▸ GIVEN EXERCISE
Reproduce exactly the lines from the one containing "Highlight-reel tagging: indicate the dirt" through the last line of the data, both ends included.

▸ DATASET RECORDS
========
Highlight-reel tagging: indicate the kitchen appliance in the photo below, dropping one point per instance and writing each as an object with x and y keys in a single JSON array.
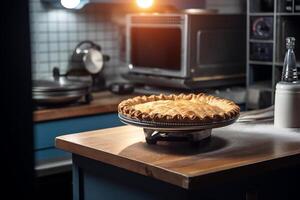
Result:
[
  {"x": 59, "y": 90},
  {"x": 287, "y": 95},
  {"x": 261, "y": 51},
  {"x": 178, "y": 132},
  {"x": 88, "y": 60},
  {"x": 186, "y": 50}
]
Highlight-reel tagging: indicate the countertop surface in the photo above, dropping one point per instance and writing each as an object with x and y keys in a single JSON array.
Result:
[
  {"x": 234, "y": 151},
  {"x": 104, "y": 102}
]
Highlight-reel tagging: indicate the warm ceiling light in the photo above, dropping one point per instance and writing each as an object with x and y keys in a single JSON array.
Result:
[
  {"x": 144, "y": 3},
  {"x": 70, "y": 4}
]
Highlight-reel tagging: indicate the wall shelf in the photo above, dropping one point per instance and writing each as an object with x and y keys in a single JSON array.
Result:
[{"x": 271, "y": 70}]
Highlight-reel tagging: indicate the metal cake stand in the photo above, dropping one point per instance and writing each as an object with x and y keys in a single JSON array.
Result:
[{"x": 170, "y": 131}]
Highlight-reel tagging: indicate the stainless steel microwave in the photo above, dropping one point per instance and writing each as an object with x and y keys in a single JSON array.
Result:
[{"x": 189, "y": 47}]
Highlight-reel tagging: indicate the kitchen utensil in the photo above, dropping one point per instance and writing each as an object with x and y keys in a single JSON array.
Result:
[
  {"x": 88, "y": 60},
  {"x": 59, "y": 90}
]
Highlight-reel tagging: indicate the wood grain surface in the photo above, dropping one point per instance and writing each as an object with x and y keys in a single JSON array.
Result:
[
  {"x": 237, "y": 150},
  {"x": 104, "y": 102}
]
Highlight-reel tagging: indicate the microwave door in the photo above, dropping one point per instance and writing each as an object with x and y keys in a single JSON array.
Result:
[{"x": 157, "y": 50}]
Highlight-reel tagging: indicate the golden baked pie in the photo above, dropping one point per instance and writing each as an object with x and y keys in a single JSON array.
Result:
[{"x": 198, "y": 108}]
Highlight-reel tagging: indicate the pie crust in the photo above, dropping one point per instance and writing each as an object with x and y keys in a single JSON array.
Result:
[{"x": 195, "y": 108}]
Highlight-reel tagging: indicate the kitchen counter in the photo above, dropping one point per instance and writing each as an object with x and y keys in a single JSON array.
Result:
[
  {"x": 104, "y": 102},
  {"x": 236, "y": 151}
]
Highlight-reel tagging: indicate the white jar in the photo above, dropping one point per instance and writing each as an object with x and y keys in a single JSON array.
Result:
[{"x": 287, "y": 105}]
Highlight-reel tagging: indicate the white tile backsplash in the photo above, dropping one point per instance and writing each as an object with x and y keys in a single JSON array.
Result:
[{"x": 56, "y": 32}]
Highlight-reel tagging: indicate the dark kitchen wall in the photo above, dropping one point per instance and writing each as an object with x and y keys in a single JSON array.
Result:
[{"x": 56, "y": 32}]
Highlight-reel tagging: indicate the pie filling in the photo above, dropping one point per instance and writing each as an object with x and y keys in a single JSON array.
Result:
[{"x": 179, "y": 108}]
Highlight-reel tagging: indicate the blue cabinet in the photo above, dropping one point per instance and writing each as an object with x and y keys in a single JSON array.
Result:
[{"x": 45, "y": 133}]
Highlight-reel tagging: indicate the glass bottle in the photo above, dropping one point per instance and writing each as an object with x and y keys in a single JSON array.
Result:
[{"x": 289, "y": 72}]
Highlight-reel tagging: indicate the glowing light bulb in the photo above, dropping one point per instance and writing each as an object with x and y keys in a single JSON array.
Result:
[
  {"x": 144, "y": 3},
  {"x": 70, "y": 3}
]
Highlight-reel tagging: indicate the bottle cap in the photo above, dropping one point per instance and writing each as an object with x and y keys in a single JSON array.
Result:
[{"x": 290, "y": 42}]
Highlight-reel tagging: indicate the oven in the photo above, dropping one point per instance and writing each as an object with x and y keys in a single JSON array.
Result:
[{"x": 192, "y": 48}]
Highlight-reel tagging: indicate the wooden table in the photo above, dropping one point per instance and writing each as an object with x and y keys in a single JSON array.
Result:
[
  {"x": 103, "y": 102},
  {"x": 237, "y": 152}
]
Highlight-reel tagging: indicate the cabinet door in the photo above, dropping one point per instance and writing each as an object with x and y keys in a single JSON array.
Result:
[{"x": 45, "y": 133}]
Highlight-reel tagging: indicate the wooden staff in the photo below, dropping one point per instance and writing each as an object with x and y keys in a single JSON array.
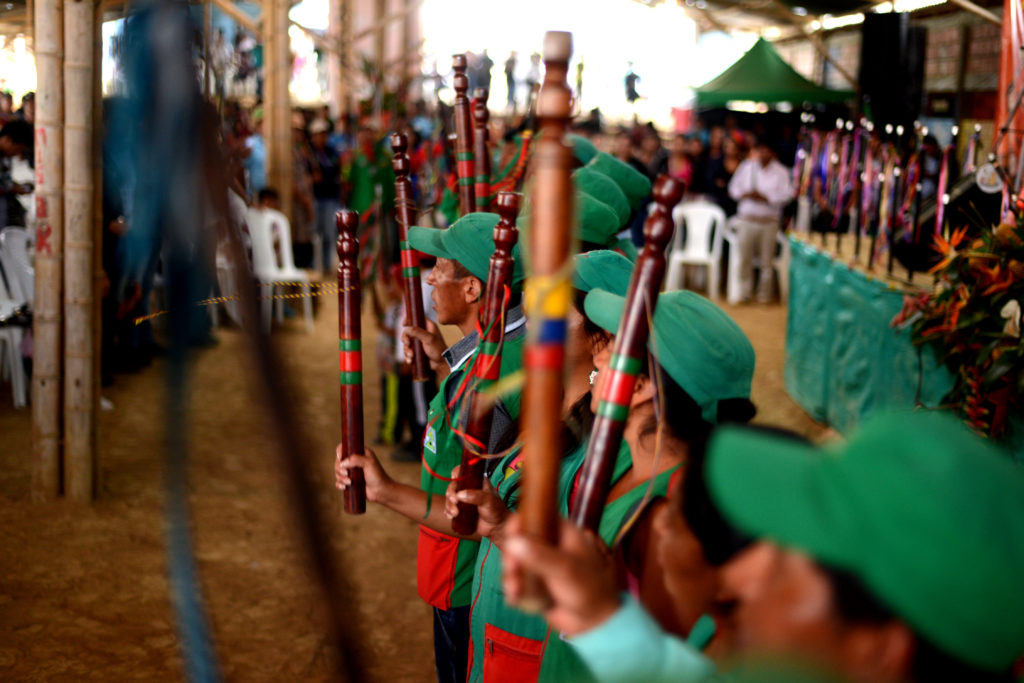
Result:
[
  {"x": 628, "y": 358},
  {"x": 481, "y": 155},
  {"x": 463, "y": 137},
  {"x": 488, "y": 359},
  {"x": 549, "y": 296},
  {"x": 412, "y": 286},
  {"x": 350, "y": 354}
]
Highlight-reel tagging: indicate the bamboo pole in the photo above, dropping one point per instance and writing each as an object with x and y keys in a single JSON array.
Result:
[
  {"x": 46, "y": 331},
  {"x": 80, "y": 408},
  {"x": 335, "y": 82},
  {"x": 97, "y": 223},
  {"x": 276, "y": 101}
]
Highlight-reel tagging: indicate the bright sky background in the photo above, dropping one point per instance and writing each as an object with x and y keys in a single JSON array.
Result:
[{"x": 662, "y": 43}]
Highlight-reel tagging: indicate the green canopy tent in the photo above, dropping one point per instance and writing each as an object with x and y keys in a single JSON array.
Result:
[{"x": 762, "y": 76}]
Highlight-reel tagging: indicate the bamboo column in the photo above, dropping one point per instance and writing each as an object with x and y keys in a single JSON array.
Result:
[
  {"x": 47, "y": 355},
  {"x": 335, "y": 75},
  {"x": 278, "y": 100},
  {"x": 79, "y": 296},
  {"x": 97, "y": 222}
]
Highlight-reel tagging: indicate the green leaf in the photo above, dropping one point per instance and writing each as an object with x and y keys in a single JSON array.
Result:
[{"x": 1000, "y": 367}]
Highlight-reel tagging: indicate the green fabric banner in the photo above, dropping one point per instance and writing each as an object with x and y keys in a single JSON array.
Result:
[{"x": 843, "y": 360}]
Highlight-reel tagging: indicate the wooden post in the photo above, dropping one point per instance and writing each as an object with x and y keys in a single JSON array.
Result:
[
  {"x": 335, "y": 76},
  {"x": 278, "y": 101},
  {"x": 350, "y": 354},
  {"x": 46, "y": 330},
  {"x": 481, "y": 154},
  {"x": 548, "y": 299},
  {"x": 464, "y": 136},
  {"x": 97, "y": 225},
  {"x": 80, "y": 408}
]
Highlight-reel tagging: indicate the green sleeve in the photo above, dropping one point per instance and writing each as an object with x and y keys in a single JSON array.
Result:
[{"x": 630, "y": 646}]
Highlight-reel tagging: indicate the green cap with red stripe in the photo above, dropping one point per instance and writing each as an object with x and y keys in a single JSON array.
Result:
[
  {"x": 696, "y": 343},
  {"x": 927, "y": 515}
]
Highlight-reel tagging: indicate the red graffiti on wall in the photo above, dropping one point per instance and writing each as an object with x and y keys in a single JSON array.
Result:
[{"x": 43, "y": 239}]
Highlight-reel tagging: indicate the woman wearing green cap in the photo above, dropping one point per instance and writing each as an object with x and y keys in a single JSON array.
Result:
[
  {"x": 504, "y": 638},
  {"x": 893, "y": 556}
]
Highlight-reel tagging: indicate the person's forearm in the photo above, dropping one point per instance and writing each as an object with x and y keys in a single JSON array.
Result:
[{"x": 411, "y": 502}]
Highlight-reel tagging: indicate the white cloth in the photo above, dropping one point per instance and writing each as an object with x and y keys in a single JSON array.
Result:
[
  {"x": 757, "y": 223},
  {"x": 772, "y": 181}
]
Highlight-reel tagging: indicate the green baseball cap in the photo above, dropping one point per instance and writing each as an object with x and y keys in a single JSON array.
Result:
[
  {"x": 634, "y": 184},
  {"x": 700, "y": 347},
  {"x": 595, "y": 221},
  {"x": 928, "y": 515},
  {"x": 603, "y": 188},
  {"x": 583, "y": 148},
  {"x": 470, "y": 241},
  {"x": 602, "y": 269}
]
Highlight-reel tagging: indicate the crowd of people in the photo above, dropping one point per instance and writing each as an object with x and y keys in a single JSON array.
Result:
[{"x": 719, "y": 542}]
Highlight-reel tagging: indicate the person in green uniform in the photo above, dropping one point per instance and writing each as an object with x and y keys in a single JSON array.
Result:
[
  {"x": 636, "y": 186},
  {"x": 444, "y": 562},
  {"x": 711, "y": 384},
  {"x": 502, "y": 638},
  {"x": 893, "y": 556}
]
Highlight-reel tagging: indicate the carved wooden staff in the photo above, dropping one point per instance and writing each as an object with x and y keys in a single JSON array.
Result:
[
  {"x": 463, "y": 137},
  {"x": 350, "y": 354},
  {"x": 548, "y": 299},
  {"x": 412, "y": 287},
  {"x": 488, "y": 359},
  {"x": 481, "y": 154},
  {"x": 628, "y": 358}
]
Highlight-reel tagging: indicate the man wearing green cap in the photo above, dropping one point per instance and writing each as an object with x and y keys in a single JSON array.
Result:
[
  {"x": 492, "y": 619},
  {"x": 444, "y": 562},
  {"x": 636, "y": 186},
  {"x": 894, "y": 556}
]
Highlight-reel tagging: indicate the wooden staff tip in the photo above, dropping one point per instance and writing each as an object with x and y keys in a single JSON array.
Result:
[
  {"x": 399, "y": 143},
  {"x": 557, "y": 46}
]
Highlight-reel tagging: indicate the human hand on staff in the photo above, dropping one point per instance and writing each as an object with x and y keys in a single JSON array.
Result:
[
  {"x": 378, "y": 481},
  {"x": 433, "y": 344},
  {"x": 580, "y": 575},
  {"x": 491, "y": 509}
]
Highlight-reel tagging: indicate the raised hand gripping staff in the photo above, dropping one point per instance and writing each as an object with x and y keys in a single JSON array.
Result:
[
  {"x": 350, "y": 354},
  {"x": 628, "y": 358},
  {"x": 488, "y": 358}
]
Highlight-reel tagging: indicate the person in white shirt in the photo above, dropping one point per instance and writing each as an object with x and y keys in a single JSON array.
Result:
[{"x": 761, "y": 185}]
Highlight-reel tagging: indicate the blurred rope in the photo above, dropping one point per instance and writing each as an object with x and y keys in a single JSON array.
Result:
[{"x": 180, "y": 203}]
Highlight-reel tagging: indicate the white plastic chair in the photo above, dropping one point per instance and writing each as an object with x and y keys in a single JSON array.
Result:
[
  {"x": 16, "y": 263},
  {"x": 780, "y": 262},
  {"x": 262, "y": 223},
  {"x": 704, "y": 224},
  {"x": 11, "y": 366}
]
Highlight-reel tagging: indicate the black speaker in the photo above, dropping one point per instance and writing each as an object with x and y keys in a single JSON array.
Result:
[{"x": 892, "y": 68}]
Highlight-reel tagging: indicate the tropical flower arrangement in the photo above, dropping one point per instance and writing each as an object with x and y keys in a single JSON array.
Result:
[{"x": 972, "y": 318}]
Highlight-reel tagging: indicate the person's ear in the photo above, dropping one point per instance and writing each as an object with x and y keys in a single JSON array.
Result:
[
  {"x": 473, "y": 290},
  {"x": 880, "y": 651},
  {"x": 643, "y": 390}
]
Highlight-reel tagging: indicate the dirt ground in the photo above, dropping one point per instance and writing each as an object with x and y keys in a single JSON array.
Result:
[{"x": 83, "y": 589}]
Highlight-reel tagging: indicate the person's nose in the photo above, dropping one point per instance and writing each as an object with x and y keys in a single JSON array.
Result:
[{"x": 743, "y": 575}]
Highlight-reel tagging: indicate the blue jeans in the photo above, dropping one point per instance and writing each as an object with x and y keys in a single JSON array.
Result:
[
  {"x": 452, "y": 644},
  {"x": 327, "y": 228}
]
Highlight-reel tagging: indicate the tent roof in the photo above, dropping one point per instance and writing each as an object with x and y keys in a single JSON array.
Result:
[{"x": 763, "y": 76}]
========
▸ SOLUTION FOR THIS EXERCISE
Highlight-reel tagging: indicate the dirt ground in the photo above, dropping one point per instance and writing each as an object with x and y keys in a single JSON array.
Result:
[{"x": 83, "y": 589}]
Highlight-reel tagging: indicate the person's nose in the photo above, dropping one point per instance and writing each as an object with x and y keys in a single JSON array.
Result:
[{"x": 743, "y": 575}]
Highlight-reel tagging: indicate the blue jeans in the photo above, dropping one point per instance and writing each as an object with x and y keys in a single JSON array.
Result:
[
  {"x": 452, "y": 644},
  {"x": 327, "y": 228}
]
Highlight-reel tagging: indicate the tent roof in the photo above, dropping one point per instance and writing each as an object with x and y keys in a single JSON array.
Result:
[{"x": 763, "y": 76}]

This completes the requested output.